• **Problem requirements**:
Write out, please, the lines from the beginning of the material to the line with "Target: tree line", including both ends and nothing else.

• **Supplied information**:
* * *
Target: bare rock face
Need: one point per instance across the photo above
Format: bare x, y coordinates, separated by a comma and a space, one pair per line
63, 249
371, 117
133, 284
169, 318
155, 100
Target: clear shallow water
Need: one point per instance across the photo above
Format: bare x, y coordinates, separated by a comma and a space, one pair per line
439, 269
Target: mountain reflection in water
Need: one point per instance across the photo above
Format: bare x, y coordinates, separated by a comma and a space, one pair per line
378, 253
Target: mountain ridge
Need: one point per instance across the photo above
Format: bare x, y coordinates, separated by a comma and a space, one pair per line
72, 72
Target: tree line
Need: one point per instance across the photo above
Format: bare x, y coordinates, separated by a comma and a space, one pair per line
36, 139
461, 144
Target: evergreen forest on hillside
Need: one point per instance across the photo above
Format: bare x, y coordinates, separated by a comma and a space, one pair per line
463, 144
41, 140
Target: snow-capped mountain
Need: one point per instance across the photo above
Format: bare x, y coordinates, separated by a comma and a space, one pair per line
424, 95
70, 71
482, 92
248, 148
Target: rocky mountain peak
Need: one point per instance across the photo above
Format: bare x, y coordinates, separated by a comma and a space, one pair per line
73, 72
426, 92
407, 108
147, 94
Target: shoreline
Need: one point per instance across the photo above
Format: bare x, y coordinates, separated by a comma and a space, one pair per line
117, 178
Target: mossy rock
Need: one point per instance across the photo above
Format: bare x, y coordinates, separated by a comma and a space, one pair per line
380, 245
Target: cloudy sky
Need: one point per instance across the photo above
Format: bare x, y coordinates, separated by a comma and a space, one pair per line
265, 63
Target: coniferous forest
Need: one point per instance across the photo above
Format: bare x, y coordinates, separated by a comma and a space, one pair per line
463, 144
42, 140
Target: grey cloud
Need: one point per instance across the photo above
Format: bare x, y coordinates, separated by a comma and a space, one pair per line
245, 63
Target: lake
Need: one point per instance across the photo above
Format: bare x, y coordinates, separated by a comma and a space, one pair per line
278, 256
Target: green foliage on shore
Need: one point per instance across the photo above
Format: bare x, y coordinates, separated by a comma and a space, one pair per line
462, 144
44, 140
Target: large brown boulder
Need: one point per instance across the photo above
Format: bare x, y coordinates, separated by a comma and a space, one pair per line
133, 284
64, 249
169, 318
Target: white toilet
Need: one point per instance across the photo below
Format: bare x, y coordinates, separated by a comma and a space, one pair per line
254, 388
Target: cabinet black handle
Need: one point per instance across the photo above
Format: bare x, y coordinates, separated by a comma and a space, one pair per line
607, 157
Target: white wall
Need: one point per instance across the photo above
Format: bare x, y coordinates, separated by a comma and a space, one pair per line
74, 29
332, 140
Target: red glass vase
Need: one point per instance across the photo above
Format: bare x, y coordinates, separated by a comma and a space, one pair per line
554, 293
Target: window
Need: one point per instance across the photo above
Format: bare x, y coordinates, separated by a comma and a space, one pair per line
* * *
• **Task solution**:
Target: bare rock face
Need: one point per instance across the photo above
Format: bare x, y coordinates, separated by a comma and a space, one pair per line
63, 249
371, 117
133, 284
169, 318
155, 100
Target: clear shallow water
Need: one point per instance across the photo above
Format: bare x, y coordinates, separated by a comma and a space, one pair per line
439, 269
Target: mountain reflection in water
Need: one point per instance across the photo above
Format: bare x, y coordinates, separated by a comma and a space, one pair per line
378, 253
Target: mountain ridge
Need: one point per instance across the photo above
Format: bare x, y coordinates, separated by a comma and a space, one pair per line
72, 72
Target: tree line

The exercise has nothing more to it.